| CARÈNE, subst. fém. A.− MAR. Partie immergée de la coque d'un bateau lorsqu'il est chargé (cf. œuvres vives). Calfater une carène. Au loin, les marteaux des calfats tamponnaient des carènes, et une brise lourde apportait la senteur du goudron (Flaubert, Trois contes,Un Cœur simple, 1877, p. 23). − P. méton. [En poésie] Le navire lui-même : 1. Rivage où ma frêle carène
Avait fui pour ne plus sortir,
Au large le flot me rentraîne;
Mon penchant sur tes bords m'enchaîne;
Faut-il rester? Faut-il partir?

· · · ·

Consigne 1 => D'après l'article sur le mot « carène », quelle partie d'un bateau ce terme désigne-t-il en marine ?
Consigne 2 => Poursuivez l'article sur le mot « carène » à partir de son dernier vers.

· · · ·

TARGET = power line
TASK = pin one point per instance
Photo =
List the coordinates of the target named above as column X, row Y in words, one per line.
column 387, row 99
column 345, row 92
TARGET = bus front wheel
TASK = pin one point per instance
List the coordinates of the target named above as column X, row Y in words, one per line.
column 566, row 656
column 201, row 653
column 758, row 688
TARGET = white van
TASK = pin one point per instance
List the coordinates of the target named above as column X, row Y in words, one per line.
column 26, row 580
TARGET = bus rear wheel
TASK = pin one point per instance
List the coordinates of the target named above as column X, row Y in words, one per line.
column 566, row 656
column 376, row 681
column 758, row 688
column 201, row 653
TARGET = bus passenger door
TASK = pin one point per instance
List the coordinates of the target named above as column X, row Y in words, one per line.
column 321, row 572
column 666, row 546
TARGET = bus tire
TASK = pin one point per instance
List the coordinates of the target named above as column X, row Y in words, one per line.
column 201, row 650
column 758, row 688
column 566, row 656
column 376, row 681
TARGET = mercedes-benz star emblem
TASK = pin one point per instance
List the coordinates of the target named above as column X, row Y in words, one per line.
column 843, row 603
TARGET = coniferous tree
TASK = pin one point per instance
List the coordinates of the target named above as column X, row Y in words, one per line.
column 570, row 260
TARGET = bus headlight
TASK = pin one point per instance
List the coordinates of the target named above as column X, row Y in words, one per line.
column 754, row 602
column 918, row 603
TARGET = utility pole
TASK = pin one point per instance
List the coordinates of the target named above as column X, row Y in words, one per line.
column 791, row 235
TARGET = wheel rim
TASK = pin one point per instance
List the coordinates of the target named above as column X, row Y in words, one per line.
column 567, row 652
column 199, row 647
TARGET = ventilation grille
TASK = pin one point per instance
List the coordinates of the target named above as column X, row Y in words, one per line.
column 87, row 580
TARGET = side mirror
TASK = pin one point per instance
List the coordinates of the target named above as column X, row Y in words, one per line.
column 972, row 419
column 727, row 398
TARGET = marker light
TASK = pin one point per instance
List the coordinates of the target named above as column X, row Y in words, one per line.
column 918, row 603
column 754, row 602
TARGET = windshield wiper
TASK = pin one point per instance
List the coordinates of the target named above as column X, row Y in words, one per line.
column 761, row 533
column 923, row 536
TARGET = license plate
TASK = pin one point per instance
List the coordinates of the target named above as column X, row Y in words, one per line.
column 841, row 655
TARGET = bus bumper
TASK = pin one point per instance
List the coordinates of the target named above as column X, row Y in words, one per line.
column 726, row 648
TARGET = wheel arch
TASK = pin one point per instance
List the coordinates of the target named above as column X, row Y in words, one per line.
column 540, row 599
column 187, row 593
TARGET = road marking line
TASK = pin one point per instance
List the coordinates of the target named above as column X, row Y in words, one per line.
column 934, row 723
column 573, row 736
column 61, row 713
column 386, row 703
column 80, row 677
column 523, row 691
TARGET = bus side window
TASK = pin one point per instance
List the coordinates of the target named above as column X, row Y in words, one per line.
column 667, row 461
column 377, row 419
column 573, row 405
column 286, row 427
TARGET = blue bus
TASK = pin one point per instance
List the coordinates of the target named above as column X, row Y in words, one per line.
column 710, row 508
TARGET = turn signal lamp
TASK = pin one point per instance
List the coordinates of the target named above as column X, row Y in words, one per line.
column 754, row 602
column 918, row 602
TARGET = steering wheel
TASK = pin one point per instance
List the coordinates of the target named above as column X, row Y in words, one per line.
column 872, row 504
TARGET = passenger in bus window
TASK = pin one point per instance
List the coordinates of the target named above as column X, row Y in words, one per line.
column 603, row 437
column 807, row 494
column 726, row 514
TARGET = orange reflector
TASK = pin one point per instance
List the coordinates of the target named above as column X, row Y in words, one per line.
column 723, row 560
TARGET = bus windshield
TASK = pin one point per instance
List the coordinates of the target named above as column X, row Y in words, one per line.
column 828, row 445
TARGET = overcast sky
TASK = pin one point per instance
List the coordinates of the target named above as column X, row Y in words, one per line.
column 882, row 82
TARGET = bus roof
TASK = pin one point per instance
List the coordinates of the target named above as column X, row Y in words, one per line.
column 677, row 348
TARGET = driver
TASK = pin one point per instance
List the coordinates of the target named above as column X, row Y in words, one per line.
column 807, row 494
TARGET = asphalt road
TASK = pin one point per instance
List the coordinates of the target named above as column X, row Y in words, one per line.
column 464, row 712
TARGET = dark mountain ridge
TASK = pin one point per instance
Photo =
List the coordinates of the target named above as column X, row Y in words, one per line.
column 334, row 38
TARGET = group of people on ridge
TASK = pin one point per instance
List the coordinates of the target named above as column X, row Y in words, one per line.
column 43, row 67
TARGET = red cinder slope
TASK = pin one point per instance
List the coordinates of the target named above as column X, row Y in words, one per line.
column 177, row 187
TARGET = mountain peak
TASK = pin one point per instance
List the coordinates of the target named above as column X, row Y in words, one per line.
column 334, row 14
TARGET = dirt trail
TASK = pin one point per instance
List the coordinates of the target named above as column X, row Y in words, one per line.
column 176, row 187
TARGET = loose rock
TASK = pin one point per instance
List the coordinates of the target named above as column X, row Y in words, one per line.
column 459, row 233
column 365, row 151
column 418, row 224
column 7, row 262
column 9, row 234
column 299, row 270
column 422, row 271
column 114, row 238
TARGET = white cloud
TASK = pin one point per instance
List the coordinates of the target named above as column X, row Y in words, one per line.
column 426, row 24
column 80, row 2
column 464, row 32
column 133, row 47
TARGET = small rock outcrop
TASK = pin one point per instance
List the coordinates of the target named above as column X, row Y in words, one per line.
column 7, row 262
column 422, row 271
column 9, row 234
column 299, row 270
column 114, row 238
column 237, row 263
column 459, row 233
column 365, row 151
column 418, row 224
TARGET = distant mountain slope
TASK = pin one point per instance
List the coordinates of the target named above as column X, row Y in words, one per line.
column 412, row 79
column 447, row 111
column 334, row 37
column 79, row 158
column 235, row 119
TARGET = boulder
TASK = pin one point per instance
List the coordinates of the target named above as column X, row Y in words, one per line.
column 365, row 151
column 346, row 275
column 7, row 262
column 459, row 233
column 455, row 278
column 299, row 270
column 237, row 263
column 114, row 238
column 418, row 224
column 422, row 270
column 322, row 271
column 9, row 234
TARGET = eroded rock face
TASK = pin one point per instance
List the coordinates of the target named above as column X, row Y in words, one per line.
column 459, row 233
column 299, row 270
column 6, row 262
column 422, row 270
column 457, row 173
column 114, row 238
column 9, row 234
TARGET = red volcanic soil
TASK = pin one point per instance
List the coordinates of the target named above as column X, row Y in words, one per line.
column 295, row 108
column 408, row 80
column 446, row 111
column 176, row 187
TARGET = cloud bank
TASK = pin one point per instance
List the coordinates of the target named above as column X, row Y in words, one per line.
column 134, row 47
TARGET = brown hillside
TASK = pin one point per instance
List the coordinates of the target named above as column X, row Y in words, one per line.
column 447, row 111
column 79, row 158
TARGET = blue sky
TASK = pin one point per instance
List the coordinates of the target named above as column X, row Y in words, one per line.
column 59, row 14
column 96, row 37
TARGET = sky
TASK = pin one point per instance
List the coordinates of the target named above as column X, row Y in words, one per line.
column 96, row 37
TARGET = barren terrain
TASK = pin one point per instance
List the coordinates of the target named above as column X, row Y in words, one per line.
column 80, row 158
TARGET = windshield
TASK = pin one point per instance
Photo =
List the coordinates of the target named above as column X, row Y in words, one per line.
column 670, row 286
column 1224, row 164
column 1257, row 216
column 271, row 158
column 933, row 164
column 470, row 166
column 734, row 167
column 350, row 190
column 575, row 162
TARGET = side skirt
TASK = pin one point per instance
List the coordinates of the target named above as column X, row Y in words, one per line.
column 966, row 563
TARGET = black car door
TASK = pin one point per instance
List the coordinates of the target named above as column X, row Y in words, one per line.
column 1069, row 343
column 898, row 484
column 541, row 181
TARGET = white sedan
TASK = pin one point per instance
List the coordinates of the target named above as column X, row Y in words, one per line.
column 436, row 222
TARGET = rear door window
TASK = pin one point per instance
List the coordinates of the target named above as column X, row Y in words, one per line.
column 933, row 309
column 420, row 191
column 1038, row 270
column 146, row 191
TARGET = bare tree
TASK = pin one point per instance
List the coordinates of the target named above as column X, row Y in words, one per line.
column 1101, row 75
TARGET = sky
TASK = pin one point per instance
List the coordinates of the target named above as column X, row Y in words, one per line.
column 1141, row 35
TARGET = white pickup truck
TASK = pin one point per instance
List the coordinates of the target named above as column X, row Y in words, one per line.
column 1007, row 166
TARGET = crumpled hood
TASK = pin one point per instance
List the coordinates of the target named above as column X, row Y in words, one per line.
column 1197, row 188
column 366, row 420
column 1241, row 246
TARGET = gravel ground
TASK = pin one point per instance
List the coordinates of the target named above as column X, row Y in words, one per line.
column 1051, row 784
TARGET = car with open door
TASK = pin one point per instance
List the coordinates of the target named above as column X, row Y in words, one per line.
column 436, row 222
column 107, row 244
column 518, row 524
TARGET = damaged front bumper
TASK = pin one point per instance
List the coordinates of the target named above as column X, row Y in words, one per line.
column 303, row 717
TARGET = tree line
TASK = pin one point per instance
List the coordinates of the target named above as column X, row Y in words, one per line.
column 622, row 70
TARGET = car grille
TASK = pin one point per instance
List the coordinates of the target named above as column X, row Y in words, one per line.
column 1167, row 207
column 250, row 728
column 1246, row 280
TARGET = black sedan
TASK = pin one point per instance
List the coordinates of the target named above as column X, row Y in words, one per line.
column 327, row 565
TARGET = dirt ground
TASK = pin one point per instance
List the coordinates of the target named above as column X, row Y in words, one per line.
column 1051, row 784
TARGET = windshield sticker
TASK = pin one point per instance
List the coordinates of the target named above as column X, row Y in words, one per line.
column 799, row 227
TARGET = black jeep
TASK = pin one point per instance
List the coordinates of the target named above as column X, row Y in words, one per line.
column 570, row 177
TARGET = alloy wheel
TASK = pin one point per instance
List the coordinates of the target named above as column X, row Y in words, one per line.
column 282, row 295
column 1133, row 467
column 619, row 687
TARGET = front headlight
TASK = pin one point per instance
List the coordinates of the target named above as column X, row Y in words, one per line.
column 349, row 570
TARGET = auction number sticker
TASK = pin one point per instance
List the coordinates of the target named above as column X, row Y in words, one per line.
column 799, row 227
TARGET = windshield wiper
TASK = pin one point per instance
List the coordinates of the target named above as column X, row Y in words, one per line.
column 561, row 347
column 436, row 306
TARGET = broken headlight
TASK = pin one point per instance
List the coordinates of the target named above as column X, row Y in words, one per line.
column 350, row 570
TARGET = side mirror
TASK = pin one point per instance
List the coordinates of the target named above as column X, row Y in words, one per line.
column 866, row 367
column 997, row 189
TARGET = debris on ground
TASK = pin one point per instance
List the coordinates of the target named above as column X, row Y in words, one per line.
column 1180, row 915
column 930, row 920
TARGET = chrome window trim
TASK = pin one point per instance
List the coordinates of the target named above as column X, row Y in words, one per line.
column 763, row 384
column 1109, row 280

· · · ·

Réponse 1 => La partie immergée de la coque d'un bateau lorsqu'il est chargé.

Réponse 2 =>
Sainte-Beuve, Poésies,Adieux à la poésie, 1829, p. 45. ♦ Abattre en carène. Coucher un bateau sur un bord pour contrôler l'état de ses œuvres vives et au besoin les réparer. ♦ Bordé de carène. Bordé extérieur de la coque (cf. M. Benoist, F. Pettier, Les Transp. mar., 1961, p. 83). B.− P. anal. 1. AÉRON. Carène de dirigeable. Enveloppe de forme plus ou moins allongée, remplie de gaz ou contenant des ballonnets remplis de gaz. Le coefficient de résistance d'une carène de forme donnée (...) est le quotient de la résistance de cette carène (...) à la vitesse de 1 m par seconde par la surface du maître-couple (L. Marchis, Leçons sur la nav. aérienne,1904, p. 614). 2. SC. NATURELLES a) ANAT. ,,Arête saillante de l'exosquelette, plus ou moins étroite ou aiguë`` (Séguy 1967) : 2. Les oiseaux aptes au vol, (...) ont un sternum présentant, sur sa ligne médiane externe, une forte carène, le bréchet, ...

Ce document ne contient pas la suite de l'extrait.